Exercise description:
What is needed is an exact retyping of the records below, from the first line through the line that contains "Point out every instance of the bare".

Data for review:
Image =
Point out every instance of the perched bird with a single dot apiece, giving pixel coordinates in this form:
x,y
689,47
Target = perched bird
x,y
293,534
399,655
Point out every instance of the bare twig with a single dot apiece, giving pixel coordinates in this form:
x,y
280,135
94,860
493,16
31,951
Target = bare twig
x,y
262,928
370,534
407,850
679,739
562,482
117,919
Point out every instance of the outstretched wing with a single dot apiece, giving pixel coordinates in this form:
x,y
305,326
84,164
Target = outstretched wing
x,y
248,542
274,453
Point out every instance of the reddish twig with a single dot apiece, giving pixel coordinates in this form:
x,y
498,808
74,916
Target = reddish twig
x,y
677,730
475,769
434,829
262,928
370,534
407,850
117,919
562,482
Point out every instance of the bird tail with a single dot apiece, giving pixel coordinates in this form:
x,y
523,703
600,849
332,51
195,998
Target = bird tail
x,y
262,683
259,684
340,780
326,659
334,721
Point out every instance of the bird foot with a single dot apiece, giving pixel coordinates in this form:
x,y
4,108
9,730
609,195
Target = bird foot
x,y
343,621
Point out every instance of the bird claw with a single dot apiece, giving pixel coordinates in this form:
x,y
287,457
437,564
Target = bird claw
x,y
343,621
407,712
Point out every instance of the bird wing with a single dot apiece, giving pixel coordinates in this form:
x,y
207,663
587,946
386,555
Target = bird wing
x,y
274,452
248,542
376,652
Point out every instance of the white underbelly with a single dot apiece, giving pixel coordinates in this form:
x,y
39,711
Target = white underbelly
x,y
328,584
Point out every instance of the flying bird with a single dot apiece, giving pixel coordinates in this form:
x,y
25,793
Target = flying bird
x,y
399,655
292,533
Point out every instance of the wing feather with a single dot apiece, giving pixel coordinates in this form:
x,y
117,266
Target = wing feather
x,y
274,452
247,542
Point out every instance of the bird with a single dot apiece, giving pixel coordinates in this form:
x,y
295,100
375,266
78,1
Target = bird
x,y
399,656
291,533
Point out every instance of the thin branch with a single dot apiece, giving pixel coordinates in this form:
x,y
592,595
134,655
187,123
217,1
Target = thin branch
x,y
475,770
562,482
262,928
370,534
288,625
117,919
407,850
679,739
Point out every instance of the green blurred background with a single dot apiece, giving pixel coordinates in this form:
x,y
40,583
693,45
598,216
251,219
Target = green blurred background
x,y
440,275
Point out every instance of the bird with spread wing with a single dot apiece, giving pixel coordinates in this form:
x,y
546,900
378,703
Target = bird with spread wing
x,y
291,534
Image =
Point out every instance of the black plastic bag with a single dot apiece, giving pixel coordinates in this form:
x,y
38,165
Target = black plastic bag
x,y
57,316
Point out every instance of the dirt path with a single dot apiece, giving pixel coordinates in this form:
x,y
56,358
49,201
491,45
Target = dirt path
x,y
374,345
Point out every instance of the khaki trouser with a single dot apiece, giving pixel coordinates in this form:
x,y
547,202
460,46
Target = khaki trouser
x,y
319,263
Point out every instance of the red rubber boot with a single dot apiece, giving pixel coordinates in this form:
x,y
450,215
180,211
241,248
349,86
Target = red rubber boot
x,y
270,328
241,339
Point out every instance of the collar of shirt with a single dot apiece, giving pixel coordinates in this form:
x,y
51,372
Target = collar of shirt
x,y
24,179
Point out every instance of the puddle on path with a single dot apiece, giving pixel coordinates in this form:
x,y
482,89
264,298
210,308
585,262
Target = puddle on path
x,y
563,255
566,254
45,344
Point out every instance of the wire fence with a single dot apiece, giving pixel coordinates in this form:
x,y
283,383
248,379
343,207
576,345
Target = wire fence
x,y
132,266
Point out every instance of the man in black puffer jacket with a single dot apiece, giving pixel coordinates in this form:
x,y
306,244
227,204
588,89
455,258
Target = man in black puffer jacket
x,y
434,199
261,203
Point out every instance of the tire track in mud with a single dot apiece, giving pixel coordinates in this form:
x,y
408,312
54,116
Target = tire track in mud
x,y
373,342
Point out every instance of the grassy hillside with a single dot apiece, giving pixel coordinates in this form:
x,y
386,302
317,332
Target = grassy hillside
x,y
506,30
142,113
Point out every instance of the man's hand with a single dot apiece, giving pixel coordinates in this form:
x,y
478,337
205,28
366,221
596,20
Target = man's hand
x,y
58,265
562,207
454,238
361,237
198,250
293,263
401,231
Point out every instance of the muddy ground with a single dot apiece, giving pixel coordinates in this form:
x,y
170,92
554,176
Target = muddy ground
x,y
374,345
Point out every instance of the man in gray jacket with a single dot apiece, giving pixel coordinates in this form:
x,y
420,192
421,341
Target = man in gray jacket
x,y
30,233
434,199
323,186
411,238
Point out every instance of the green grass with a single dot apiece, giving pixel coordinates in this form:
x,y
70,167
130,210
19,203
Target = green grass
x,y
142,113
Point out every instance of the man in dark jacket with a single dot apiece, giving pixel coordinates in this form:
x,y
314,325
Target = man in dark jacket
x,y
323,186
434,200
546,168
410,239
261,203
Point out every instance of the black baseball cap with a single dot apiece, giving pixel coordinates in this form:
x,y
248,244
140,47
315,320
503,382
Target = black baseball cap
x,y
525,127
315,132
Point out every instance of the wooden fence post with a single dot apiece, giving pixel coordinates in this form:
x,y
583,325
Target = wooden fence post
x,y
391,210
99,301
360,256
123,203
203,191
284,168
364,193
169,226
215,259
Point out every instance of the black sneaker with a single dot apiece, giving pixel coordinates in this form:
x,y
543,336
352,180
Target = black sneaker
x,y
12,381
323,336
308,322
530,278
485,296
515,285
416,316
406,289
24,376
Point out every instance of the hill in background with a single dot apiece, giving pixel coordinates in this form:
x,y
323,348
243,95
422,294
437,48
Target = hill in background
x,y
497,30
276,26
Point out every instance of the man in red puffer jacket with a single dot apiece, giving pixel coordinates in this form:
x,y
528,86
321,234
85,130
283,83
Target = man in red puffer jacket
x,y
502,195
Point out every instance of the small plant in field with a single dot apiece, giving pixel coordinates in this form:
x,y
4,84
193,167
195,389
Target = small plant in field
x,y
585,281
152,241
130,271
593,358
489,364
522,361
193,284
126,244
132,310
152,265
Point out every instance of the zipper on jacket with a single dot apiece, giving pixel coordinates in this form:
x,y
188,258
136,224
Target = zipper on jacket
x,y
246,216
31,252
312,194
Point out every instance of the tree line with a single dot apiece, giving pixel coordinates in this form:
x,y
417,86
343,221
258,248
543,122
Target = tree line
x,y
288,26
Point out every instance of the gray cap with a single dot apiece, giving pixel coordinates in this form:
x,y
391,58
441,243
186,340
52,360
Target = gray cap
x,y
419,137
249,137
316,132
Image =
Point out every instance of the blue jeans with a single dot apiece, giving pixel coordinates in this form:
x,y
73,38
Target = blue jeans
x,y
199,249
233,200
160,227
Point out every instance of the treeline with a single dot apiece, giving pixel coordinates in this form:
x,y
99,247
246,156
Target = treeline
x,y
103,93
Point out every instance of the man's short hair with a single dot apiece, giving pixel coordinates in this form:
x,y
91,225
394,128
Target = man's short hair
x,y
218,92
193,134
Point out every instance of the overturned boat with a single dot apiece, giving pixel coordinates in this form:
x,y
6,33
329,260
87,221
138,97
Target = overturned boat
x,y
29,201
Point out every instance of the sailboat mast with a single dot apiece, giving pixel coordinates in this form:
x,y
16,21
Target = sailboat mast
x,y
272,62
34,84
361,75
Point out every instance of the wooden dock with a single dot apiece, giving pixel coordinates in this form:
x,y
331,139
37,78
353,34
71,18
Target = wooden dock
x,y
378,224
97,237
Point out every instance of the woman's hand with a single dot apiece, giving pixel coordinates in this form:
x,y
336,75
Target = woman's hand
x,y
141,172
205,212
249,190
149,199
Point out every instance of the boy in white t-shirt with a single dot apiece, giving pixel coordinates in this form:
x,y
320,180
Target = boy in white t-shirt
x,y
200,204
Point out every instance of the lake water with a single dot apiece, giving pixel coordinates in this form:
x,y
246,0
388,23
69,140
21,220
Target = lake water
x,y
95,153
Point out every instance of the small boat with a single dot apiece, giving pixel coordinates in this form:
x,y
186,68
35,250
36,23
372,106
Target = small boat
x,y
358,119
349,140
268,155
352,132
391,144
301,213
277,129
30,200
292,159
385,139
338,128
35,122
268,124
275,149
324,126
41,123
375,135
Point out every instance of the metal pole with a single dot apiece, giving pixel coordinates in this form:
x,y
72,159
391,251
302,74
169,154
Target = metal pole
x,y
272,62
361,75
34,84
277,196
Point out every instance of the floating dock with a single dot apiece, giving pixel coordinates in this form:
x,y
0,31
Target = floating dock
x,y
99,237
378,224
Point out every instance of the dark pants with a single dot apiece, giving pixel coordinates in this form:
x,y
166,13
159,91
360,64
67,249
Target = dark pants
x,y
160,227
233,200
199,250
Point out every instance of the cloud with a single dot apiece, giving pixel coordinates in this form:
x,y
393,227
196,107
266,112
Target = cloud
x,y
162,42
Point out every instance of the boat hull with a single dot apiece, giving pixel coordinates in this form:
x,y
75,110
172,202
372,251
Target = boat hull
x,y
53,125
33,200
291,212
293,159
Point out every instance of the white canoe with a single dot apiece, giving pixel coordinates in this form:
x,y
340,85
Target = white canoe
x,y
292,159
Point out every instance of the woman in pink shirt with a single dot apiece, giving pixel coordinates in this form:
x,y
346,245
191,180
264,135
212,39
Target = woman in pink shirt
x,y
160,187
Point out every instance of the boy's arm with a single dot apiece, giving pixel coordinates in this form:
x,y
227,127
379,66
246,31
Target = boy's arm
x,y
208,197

Exercise output:
Image =
Point out every instance of the perched bird with a single dot apiece, giving pixel coordinates in this form:
x,y
689,47
Target = perched bird
x,y
293,534
399,655
Point out every instance of the bare twig with a single dot apiece, giving pixel coordinates in this form:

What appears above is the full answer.